> [Dataset extract]:
·····
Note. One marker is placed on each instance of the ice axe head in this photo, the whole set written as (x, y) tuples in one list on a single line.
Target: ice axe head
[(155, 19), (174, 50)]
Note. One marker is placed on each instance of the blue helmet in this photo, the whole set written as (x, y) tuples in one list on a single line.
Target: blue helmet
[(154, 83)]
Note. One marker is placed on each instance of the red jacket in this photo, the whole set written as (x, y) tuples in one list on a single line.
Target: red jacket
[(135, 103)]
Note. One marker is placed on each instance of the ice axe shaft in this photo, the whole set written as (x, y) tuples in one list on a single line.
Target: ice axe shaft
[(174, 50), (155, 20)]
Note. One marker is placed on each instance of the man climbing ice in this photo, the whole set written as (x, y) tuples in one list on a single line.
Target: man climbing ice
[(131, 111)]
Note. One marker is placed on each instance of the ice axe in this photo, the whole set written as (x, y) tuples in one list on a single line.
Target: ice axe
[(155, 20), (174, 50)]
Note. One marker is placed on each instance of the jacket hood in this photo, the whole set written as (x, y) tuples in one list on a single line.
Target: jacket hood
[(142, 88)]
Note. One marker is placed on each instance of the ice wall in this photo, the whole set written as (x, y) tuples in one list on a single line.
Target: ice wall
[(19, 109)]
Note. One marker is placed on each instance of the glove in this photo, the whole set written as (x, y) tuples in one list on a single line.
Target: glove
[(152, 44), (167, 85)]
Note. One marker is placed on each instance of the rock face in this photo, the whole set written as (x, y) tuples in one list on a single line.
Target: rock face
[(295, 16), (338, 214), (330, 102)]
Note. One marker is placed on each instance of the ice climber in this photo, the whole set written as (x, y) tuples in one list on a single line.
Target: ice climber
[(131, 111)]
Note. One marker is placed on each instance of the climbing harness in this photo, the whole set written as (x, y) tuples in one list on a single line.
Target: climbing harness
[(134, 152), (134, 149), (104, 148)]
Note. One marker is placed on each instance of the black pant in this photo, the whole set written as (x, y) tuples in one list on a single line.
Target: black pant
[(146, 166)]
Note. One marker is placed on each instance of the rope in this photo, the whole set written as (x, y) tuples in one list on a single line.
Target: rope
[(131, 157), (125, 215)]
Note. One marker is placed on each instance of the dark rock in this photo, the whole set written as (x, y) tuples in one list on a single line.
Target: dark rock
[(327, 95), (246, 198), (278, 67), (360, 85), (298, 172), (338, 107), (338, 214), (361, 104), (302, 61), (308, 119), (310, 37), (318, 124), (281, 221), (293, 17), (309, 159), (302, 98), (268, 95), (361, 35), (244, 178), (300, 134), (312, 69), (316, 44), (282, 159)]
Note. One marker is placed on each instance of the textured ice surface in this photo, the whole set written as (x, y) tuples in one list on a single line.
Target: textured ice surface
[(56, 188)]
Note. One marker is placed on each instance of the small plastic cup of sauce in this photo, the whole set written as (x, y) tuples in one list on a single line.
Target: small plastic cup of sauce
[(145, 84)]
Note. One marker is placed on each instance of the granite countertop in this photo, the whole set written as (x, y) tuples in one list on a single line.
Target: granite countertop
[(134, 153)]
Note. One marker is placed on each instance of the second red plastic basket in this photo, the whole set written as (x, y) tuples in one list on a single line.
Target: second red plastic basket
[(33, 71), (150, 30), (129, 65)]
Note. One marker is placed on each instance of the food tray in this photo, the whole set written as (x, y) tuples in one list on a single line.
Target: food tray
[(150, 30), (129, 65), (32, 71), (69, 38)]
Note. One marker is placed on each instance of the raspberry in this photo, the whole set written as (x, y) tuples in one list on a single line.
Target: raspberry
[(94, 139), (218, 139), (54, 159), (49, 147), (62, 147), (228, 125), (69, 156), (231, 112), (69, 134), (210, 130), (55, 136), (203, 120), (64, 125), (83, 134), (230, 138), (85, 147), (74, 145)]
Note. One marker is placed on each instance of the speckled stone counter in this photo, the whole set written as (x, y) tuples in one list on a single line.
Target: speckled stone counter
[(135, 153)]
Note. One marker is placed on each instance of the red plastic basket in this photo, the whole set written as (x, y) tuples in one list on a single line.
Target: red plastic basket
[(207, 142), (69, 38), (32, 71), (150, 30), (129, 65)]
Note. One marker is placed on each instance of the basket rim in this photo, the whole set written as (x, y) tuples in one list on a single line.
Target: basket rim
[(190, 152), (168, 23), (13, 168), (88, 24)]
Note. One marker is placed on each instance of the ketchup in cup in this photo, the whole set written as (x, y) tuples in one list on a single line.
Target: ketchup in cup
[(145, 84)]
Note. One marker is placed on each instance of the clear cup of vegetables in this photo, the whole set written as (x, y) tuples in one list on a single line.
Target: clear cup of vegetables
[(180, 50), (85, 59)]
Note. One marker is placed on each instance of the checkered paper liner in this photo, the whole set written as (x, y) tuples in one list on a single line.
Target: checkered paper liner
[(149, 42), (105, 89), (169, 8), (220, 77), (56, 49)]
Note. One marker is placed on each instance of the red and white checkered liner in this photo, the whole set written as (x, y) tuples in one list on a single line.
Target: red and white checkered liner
·····
> [Written exercise]: Copy out the lines of the material verbatim, starting at the line that contains "Note. One marker is placed on each instance of the rock" and ending at the line that contains "[(295, 16), (338, 214), (330, 102)]", both included.

> [Final result]:
Note. One marker is placed on each instance of the rock face in this photo, the whole set written as (x, y) tuples in one list on a single line.
Target: rock face
[(295, 16), (338, 214), (330, 102)]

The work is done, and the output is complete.